List of tasks >>
(A) In the Red Letter Poem post, how were feast days marked on the calendar in ancient Rome?
(B) Write out the passage of the Red Letter Poem post that begins at the words "In ancient Rome, feast" and ends after the words "a red-letter day.".
(C) Continue the Red Letter Poem post from its last sentence.

Sunday, January 22, 2023

Red Letter Poem #145

 The Red Letters



In ancient Rome, feast days were indicated on the calendar by red letters.  To my mind, all poetry and art serves as a reminder that every day we wake together beneath the sun is a red-letter day.


                                                                                                          – Steven Ratiner





Red Letter Poem #145





“Was I sleeping, while the others suffered?  Am I sleeping now?  Tomorrow, when I wake, or think I do, what shall I say of today?”  That’s Samuel Beckett at his best, in the waking-dream that is Waiting for Godot.  To my mind, Teresa Cader’s new poem, “Pythagoras…”, offers a similar kind of submersion into that cloudy zone where the mind is susceptible to the mystery of its own connectivity: how dream bleeds into memory; and clear-eyed observation can morph into unbridled fantasy without so much as a how-do-you-do.  And as in dream, this liminal state is not wholly random nor governed by intentional design – but neither is it empty sensation generated for its own sake.  It is an engagement with the material of our lives.  This is part of any artist’s essential mission: to make oneself so available to intuition and surprise, that she or he can record those imaginative responses – and then, with a practiced hand, to coax them out into the cold light of day, offering up some of their secrets.  Though we aren’t always aware of it, I believe the conscious mind craves – in fact, depends on – access to something more.  Teresa’s poem is more, and then some.

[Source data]
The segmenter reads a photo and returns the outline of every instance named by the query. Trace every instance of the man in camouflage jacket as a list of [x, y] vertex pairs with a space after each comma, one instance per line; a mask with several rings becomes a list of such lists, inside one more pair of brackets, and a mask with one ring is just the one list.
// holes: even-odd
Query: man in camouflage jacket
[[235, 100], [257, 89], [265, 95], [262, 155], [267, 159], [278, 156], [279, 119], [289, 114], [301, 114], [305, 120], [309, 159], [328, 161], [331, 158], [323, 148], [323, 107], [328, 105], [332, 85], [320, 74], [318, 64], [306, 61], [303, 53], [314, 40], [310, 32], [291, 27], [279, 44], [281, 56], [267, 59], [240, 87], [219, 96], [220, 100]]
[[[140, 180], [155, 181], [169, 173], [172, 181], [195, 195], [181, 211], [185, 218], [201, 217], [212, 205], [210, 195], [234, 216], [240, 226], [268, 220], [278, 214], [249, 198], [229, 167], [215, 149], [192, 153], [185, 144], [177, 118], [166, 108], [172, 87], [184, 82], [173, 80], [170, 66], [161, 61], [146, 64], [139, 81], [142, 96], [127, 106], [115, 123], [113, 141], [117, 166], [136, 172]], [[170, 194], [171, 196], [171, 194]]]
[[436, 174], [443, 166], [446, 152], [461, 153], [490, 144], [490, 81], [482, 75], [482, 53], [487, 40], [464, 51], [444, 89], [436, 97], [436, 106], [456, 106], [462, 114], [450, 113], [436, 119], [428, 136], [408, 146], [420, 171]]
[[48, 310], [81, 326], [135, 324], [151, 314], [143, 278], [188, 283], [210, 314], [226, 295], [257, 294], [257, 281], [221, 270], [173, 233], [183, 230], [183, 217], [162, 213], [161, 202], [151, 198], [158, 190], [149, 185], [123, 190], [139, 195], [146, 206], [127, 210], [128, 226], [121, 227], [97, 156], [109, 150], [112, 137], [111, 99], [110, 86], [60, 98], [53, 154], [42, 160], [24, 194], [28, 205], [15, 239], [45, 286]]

Answer list >>
(A) They were marked by red letters.

(B)
In ancient Rome, feast days were indicated on the calendar by red letters.  To my mind, all poetry and art serves as a reminder that every day we wake together beneath the sun is a red-letter day.

(C)
After all, peacocks and ancient Samos ought not to exist in the same two dozen lines as bread-baking and the oracle of NPR – yet here they are.  But when “cousin Danuta’s husband” is felled by stroke – or when the bright eyes of peacock feathers somehow gaze on both the Dalai Lama and the Nazi invaders – we start to feel wonder, bright as a barracuda, thrashing in the neural net.  What Teresa’s poem does, at least for me, is to expose the way the mind operates – connecting disparate thoughts, creating narratives, coping with pain, and (as the inky script spools across the poet’s notebook page) creating a path forward.


Teresa is the author of three books of poetry: the first, Guests, was awarded both the Norma Farber First Book Award and Ohio State’s The Journal/Charles B. Wheeler Poetry Prize.  The titles that followed – The Paper Wasp and History of Hurricanes – helped earn her fellowships from the National Endowment for the Arts and the Bunting Institute at Radcliffe, among others – and some of the poems have been translated into Icelandic and Polish.  On a personal note, I’ll add that History of Hurricanes – an exploration of familial and communal history – rarely leaves the reading stack beside my easy chair.  It’s a pleasure to welcome Teresa back to the Red Letters.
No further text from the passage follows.